WRITTEN REQUEST
List each line of the data below that contains the string "tree", matching case exactly.
--- START ---
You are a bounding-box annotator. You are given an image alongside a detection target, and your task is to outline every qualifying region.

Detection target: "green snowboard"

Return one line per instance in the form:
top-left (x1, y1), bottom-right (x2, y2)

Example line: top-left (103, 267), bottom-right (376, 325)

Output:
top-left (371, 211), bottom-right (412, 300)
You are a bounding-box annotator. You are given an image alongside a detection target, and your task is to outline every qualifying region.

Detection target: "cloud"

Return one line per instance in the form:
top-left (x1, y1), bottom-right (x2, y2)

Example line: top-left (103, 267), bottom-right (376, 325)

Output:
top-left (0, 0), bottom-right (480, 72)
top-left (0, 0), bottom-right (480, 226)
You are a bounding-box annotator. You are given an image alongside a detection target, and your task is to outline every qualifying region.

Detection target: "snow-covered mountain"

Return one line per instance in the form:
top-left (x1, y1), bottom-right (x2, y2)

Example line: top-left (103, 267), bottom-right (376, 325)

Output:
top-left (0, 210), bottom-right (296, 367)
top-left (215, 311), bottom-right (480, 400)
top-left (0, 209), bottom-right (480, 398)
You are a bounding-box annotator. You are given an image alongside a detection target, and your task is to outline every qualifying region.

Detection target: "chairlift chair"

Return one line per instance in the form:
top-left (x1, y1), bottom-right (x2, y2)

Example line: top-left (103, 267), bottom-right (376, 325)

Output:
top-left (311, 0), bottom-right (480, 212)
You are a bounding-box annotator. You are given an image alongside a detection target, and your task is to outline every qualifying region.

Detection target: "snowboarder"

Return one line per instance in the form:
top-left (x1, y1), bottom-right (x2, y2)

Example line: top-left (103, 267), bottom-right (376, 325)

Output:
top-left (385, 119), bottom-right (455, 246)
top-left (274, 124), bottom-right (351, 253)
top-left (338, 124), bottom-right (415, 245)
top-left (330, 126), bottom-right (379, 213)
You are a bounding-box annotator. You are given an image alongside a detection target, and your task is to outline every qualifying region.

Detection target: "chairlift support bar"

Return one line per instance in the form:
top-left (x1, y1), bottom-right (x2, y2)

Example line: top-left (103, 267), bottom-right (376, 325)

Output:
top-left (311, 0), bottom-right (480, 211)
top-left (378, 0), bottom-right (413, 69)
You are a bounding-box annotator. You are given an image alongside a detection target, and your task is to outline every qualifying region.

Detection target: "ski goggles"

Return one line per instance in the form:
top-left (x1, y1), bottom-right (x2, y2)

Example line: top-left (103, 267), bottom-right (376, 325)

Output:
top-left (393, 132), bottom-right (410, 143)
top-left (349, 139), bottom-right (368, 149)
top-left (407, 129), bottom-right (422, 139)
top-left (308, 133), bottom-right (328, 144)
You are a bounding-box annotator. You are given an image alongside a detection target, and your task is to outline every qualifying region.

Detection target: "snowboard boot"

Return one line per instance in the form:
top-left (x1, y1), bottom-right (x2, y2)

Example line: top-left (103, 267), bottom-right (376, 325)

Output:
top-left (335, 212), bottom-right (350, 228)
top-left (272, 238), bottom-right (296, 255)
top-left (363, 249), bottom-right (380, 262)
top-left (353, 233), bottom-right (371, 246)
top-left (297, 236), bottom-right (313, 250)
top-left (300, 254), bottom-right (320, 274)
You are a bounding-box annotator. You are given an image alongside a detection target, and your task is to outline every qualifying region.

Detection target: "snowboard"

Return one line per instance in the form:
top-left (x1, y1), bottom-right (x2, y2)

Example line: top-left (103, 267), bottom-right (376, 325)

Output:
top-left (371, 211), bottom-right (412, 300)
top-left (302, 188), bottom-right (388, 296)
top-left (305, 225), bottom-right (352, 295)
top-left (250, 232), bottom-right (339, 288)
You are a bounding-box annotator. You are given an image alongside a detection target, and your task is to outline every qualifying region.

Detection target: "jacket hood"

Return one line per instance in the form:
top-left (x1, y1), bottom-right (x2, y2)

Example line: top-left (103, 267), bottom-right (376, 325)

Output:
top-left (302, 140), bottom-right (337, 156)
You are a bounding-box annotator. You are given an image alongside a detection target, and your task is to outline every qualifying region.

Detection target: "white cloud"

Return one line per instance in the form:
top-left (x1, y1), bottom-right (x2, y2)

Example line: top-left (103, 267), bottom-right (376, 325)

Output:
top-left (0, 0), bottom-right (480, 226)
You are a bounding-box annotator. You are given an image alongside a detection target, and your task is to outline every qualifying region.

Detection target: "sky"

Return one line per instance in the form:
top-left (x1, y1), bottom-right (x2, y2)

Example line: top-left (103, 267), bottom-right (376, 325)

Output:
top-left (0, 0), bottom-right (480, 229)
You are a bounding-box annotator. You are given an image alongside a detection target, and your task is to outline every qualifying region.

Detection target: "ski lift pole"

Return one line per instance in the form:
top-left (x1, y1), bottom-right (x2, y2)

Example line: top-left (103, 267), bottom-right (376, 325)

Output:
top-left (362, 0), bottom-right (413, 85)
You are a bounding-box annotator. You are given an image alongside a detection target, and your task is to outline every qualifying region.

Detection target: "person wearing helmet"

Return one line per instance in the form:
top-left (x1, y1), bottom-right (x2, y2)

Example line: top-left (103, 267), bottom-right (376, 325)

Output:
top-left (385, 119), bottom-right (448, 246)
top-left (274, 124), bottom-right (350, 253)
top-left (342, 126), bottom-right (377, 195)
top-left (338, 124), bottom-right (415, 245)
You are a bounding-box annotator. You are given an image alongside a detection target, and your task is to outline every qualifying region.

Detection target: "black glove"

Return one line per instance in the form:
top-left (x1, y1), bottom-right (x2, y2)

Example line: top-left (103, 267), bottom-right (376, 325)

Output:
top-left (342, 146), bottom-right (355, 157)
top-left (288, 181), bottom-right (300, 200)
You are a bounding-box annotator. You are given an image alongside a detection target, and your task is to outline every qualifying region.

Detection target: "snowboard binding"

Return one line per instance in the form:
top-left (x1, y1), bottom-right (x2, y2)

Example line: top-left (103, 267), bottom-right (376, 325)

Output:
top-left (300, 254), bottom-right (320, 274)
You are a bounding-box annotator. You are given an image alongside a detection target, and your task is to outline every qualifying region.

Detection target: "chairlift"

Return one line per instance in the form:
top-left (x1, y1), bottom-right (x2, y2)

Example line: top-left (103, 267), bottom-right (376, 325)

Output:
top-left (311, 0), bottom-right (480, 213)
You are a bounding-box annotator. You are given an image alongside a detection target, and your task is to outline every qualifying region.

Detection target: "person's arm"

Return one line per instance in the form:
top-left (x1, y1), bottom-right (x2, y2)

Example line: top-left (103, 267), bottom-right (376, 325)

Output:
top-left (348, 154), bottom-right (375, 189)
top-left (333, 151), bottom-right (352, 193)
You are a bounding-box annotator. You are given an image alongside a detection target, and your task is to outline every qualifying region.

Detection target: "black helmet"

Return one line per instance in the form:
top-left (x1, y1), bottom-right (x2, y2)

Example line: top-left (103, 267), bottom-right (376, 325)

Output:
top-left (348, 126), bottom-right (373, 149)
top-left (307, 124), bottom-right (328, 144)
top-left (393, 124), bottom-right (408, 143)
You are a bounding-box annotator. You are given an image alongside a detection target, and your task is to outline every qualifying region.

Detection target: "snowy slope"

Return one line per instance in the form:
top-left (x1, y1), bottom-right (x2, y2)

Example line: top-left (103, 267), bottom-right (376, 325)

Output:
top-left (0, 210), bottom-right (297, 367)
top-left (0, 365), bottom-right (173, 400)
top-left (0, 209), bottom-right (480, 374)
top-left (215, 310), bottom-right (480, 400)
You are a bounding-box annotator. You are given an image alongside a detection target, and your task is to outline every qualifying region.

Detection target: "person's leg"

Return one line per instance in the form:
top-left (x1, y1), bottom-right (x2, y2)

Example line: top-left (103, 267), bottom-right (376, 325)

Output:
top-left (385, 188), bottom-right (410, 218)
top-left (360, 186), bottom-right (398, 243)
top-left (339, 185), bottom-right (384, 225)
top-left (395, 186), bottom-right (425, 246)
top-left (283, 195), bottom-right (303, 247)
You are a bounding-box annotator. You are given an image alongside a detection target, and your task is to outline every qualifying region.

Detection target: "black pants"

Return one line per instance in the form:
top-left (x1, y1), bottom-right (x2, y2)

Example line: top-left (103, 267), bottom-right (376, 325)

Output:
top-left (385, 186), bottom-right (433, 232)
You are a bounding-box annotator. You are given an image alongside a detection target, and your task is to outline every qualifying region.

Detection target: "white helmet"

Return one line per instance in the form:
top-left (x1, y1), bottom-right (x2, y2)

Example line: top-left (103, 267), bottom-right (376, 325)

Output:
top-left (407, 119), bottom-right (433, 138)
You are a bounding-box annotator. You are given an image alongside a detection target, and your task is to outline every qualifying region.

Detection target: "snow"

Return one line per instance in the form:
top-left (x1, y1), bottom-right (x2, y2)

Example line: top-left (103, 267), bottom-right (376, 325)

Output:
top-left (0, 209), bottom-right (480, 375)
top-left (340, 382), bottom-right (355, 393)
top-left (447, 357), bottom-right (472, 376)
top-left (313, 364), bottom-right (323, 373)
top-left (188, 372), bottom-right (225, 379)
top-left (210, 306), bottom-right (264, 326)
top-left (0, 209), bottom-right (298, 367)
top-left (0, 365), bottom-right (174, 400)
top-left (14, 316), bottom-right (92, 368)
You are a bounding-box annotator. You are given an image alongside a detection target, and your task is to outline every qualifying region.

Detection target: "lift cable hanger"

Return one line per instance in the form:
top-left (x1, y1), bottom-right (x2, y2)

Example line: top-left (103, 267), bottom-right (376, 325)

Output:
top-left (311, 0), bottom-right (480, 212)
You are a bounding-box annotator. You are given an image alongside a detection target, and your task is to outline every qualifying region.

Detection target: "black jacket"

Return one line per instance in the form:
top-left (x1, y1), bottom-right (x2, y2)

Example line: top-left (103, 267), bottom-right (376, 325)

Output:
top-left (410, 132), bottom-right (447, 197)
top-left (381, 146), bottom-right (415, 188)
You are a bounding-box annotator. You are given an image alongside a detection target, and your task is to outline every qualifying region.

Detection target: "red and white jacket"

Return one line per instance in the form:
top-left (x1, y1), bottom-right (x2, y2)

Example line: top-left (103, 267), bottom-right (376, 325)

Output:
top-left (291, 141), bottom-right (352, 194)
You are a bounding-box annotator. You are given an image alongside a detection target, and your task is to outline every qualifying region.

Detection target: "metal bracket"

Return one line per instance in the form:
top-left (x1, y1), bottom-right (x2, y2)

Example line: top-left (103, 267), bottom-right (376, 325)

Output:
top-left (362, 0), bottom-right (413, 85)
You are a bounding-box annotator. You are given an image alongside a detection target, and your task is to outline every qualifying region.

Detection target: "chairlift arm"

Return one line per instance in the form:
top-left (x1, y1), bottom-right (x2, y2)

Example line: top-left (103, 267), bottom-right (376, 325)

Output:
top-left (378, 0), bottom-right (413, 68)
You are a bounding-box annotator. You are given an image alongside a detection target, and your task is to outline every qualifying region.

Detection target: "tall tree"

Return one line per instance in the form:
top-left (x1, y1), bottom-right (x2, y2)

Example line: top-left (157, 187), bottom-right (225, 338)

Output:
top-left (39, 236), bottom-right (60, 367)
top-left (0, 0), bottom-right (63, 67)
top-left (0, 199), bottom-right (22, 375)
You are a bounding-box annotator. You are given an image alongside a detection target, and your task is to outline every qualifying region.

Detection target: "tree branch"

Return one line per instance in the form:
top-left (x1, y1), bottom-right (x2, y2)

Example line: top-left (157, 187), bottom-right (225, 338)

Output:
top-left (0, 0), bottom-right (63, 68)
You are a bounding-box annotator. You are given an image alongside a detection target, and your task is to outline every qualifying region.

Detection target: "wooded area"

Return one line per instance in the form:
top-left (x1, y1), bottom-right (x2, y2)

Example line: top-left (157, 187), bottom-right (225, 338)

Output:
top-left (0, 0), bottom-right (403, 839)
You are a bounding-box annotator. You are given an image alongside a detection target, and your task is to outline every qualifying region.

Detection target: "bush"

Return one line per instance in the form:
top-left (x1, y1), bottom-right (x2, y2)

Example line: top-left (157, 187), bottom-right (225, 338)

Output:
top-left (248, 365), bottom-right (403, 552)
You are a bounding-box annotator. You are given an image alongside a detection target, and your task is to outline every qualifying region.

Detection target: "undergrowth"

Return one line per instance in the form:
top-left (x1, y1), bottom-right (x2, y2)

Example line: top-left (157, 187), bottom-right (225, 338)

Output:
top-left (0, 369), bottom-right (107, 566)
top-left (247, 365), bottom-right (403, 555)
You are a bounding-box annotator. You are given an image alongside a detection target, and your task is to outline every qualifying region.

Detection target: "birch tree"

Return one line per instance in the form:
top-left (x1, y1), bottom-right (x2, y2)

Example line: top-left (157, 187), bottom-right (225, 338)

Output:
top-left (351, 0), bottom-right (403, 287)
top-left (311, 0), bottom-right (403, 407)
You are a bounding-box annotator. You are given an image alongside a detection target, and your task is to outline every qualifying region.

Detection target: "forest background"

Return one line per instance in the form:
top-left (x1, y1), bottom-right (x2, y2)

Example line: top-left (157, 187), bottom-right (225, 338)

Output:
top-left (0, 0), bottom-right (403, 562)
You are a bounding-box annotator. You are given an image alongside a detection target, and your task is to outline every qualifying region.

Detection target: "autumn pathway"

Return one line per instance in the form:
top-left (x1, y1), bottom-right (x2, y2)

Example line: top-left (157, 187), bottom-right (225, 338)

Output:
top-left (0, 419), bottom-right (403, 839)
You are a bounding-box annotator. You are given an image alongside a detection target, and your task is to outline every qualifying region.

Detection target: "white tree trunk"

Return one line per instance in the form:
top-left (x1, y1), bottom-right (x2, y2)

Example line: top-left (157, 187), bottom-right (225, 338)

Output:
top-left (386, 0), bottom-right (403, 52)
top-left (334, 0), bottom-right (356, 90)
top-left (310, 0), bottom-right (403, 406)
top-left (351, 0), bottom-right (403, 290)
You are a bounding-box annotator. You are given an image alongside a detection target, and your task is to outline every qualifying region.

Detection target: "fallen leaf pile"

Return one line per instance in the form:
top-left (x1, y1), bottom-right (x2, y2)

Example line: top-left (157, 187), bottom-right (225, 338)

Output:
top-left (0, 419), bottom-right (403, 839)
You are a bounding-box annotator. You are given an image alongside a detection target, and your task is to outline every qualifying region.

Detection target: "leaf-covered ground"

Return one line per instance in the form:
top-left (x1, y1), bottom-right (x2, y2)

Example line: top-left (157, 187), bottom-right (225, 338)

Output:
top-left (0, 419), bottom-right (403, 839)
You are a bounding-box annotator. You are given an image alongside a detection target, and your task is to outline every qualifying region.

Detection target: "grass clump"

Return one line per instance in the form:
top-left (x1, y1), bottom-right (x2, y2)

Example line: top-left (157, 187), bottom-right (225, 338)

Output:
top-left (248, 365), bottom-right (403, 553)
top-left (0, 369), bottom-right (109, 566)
--- END ---
FINISHED ANSWER
Detection target: "tall tree"
Detection target: "tree branch"
Detection target: "birch tree"
Detection target: "white tree trunk"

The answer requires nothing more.